* **WRITTEN TASKS**:
1. Translate this sentence from the passage on King's Quest and Space Quest into Spanish: "I didn't beat King's Quest III until many years later, and then only by following a walkthrough (the only King's Quest game that we weren't able to complete without using one, although we did have a friend who had beaten the game help us with the moldy cheese wand-powering machine in King's Quest V)."
2. Carry on the passage on King's Quest and Space Quest, beginning right after its last sentence.
--- Begin TEXT EXTRACT ---
I didn't beat King's Quest III until many years later, and then only by following a walkthrough (the only King's Quest game that we weren't able to complete without using one, although we did have a friend who had beaten the game help us with the moldy cheese wand-powering machine in King's Quest V).

 

Not necessarily illogical, but the unstable ordinance in Space Quest IV was particularly annoying as well. We never got anywhere in that game (i.e., we never even got off the surface of Xenon) for several years because we thought there was something that you had to do with that in order to escape (going into the sewers never occurred to us). That was another game that I had to use a walkthrough to complete (along with the original Space Quest I, although that was because we never realized that you were supposed to turn ON the translator to understand the alien in the underground section of Kerona...)
--- End TEXT EXTRACT ---
--- Begin DATA ---
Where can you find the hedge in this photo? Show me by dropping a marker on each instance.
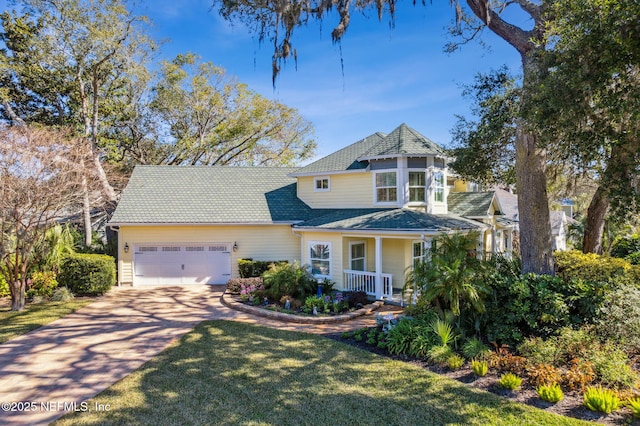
--- End DATA ---
* **ANSWERS GIVEN**:
1. No logré terminar King's Quest III hasta muchos años después, y solo siguiendo una guía (fue el único juego de King's Quest que no pudimos completar sin usar una, aunque sí tuvimos un amigo que ya había terminado el juego y nos ayudó con la máquina que carga la varita con queso mohoso en King's Quest V).

2.
The procedures that you MUST follow in Police Quest 1 and Codename: Iceman made them incredibly annoying games. I was thankful that PQ2 was much less focused on the procedures than its predecessor...Then again, I don't consider them necessarily poor puzzle design as I do poor gameplay design.

 

As mentioned before, the tape-splicing in GK2 was ridiculously absurd, and don't even get me started on some of the Babel fish puzzle in Hitchhiker's Guide to the Galaxy!!!

 

Conversely, I started the game Space Quest: Incinerations this weekend, and have really enjoyed the puzzle design of that game. Fantastic job on that game, Chris!!!!! :D

 

Talk to you later!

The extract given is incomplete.